Korea Super Prix

Race information
- Circuit length: 3.014 km (1.873 miles)
- Race length: 81.38 km (50.57 miles)
- Laps: 27

Last race (2003)

Pole position
- L. Hamilton; Manor Motorsport; 1:09.989;

Podium
- 1. R. Antinucci; Hitech Racing; 27:25.208; ; 2. R. Doornbos; Menu Motorsport; + 1.982; ; 3. N. Piquet Jr.; Hitech Racing; + 2.473; ;

Fastest lap
- J. Courtney; TOM's; 1:10.647;

= Korea Super Prix =

The International Formula 3 Korea Super Prix was a Formula Three race held annually on the streets of Changwon, South Korea between 1999 and 2003. The event enjoyed brief success as a sister 'flyaway' event to complement the season-ending Macau Grand Prix, before being replaced in 2004 with an ultimately one-off Bahrain Superprix at the Bahrain International Circuit.

The Korea Super Prix was due to make a return in 2010, at the new Korea International Circuit, but this was cancelled due to "a legal technicality with the circuit" which surfaced just a few weeks before the race was due to run.

__Collected data__.

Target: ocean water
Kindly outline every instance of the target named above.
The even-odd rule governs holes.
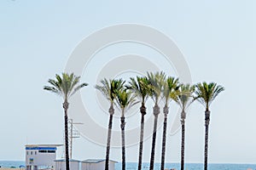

__To-do list__.
**a)** From the Korea Super Prix text, echo back word for word the stretch that starts with "Fastest lap" and goes on through "due to run.".
**b)** Name every driver who appears in the Korea Super Prix text.

__Outputs__.
**a)**
Fastest lap
- J. Courtney; TOM's; 1:10.647;

= Korea Super Prix =

The International Formula 3 Korea Super Prix was a Formula Three race held annually on the streets of Changwon, South Korea between 1999 and 2003. The event enjoyed brief success as a sister 'flyaway' event to complement the season-ending Macau Grand Prix, before being replaced in 2004 with an ultimately one-off Bahrain Superprix at the Bahrain International Circuit.

The Korea Super Prix was due to make a return in 2010, at the new Korea International Circuit, but this was cancelled due to "a legal technicality with the circuit" which surfaced just a few weeks before the race was due to run.

**b)**
- L. Hamilton
- R. Antinucci
- R. Doornbos
- N. Piquet Jr.
- J. Courtney